● Goal of the exercise:
When you respond, restate each record exactly as it is given.

[Stored data entries]
● ● ● ● ● ● ●
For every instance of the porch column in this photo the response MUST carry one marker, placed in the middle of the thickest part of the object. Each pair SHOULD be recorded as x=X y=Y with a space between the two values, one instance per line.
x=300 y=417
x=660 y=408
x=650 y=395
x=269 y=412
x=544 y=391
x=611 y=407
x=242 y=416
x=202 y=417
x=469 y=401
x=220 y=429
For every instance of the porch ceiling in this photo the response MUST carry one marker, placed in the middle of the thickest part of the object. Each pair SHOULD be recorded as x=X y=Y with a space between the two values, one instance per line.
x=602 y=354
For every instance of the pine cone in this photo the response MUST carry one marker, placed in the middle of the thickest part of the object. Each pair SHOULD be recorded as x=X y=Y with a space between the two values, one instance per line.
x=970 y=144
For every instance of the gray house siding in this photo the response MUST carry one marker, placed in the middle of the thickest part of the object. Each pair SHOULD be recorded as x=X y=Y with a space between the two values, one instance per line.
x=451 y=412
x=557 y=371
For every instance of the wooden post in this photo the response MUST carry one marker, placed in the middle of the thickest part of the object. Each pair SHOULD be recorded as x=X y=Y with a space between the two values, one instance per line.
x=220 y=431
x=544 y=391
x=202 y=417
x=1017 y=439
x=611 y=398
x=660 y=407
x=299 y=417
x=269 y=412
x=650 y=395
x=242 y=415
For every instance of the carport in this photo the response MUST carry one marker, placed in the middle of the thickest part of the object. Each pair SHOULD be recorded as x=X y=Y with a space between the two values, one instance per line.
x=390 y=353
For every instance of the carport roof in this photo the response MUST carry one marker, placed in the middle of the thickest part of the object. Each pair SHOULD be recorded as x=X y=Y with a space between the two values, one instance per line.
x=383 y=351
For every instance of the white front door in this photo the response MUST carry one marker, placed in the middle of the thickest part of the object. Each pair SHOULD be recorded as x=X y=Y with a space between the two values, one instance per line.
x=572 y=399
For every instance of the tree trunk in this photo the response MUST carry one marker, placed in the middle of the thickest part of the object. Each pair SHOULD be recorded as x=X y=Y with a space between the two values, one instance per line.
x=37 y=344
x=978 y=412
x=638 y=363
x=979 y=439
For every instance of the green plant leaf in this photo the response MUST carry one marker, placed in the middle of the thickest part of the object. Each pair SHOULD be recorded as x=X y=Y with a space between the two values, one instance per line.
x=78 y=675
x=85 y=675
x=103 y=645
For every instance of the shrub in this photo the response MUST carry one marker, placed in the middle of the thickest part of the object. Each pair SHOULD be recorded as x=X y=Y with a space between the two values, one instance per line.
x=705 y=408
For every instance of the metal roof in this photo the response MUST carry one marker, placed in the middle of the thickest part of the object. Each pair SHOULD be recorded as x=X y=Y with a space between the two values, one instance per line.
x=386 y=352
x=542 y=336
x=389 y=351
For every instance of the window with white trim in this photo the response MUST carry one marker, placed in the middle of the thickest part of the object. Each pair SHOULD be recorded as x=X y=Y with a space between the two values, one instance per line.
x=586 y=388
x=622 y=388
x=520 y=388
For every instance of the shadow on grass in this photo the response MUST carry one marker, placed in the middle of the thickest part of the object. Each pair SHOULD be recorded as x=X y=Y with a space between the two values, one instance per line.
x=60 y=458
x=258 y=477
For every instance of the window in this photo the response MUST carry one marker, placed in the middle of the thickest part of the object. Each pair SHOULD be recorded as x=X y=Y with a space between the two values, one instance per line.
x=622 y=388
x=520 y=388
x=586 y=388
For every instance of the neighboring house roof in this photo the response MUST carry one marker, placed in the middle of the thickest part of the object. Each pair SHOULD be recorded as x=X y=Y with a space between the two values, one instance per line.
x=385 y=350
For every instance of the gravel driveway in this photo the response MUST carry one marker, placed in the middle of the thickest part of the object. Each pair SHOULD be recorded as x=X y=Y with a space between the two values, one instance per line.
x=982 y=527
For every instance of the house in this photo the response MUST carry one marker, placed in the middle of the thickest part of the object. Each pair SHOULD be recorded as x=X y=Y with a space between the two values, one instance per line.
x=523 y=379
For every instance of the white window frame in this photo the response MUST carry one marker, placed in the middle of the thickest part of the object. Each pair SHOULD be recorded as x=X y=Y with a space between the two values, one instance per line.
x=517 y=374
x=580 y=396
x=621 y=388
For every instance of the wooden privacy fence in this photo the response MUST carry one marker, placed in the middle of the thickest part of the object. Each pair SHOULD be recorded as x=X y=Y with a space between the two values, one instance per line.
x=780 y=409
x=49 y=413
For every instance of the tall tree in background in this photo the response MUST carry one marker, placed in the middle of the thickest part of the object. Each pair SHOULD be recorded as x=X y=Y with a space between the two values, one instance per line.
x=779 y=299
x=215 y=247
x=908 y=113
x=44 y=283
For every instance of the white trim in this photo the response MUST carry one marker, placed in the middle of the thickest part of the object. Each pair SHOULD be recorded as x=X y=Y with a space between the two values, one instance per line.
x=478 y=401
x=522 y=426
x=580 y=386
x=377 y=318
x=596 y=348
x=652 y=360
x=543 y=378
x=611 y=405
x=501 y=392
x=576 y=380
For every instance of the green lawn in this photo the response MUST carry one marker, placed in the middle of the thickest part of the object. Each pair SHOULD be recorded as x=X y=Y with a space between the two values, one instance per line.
● ● ● ● ● ● ●
● Worked solution:
For every instance of the porch column in this photo the response MUST carry one marker, placed in the middle of the thickest part of the object. Each pair SHOULD be recorded as x=X y=Y with a space between the two values, one instance per line.
x=300 y=417
x=660 y=408
x=650 y=395
x=269 y=412
x=544 y=391
x=611 y=407
x=242 y=416
x=202 y=417
x=469 y=401
x=220 y=429
For every instance of the porch ceiling in this photo the response MUST carry one marker, placed in the middle of the thickest part of the object. Each pair SHOULD be recorded as x=X y=Y with a space between the two values, one instance per line.
x=602 y=354
For every instance of the pine cone in this photo the response MUST carry one marker, placed in the middle of the thickest part of the object. Each pair SHOULD be recorded as x=X y=Y with a space between the two values, one instance per line.
x=970 y=144
For every instance of the gray house siding in this photo the response MUST carry one marker, placed in the middle of the thickest part of the object. Each pair SHOULD be recorded as x=X y=Y with a space between the two values, one instance per line.
x=451 y=412
x=557 y=371
For every instance of the wooden post in this photo the response MUST carry one marker, placed in the middle of the thickest part of the object. Each pair SHOULD be recorded as x=X y=Y with a space between the two values, one instance per line.
x=220 y=431
x=544 y=391
x=202 y=417
x=1017 y=439
x=611 y=398
x=660 y=407
x=299 y=417
x=269 y=412
x=650 y=395
x=242 y=415
For every instance of the carport in this photo the response MUST carry one marker, placed in the middle of the thickest part of the object. Each pair SHOULD be recorded as x=X y=Y with a space between the two values, one instance per line.
x=390 y=353
For every instance of the carport roof in this photo the response MUST carry one marker, placed in the middle of the thickest part of the object. Each pair SHOULD be recorded as x=X y=Y with a space between the two values, one instance per line.
x=383 y=351
For every instance of the white front door in this photo the response MUST carry one marker, placed in the middle of the thickest part of the object. Each pair SHOULD be recorded as x=X y=Y with a space between the two values, one instance per line.
x=572 y=399
For every instance of the tree trunk in this photo the response MUST carry one marker, placed in the middle of the thickest part of the object. Each pair SHOULD be recorded as x=X y=Y with a space between the two values, one instance per line.
x=37 y=344
x=978 y=412
x=638 y=363
x=979 y=439
For every instance of the green plant leaf in this photo the response MUST carry one marker, placed in the middle of the thickest part of the object. Each pair SHOULD be recorded as x=X y=Y with a space between the two values, one instance per line.
x=78 y=675
x=85 y=675
x=103 y=645
For every instance of the shrub in this photo the response MUST carry one marker, placed in the middle of the thickest part of the object. Each pair SHOULD be recorded as x=X y=Y with a space between the two values, one instance per line.
x=705 y=408
For every instance of the metal roof in this photo the response MUST carry one marker, placed in the middle of the thickest part of the object. Each pair SHOULD be recorded as x=X y=Y with a space between the two values, one instance per line.
x=386 y=352
x=542 y=336
x=389 y=351
For every instance of the window with white trim in this photo the response MUST carry one marker, placed in the middle of the thickest part of the object. Each pair SHOULD be recorded as x=X y=Y with a space between the two values, one instance per line.
x=586 y=388
x=622 y=388
x=520 y=388
For every instance of the shadow on grass in this photo the response MUST carry one marker, placed in the middle of the thickest part of the object. Each pair SHOULD be recorded as x=X y=Y with a space between the two values, one instance per line.
x=60 y=458
x=258 y=477
For every instance of the window in this photo the response MUST carry one marker, placed in the middle of the thickest part of the object. Each pair SHOULD be recorded as x=X y=Y with a space between the two values, one instance per line.
x=622 y=388
x=520 y=388
x=586 y=388
For every instance of the neighboring house roof in this photo the response MUST carry one marker, placed in the middle of the thickest part of the object. Each pair SHOULD be recorded as x=X y=Y with a space between the two values, one instance per line.
x=385 y=350
For every instance of the gravel driveway in this photo the response MUST carry one marker, placed in the middle of the thickest part of the object. Each pair SHOULD be recorded as x=X y=Y with a space between the two values, one instance per line.
x=982 y=527
For every instance of the house in this photo the response MUST carry one marker, placed in the middle of the thickest part of the object. Each pair SHOULD be recorded as x=X y=Y with a space between the two values, one instance per line.
x=523 y=379
For every instance of the white window frame in this photo the response MUST carry one marker, placed in the middle of the thickest part of the object. Each pair SHOULD be recorded as x=X y=Y with a space between the two values, one instance per line.
x=517 y=374
x=580 y=396
x=621 y=388
For every instance of the wooden privacy fence in this photo the response MUST carry one marker, placed in the middle of the thickest part of the object. Each pair SHOULD be recorded as x=X y=Y with a space between the two values, one instance per line.
x=780 y=409
x=49 y=413
For every instance of the tall tree in background in this photo the response MUST carry one marker, placed in the middle of the thickest part of the object. Each pair SHOULD be recorded as x=X y=Y with a space between the two values, one instance per line.
x=779 y=299
x=215 y=247
x=908 y=113
x=44 y=283
For every instance of the white trim in this photo the response MUST carry one marker, placed in the middle of the thickest part of the object. Each pair SHOULD be recorded as x=X y=Y with a space between the two values, one instance per line.
x=478 y=401
x=522 y=426
x=580 y=386
x=377 y=318
x=596 y=348
x=652 y=360
x=543 y=378
x=611 y=405
x=501 y=392
x=576 y=380
For every instance of the green lawn in this photo the response MUST carry one marker, placed in the middle of the thickest part of the object. Each pair SHOULD be recorded as x=X y=Y with a space between the two values, one instance per line.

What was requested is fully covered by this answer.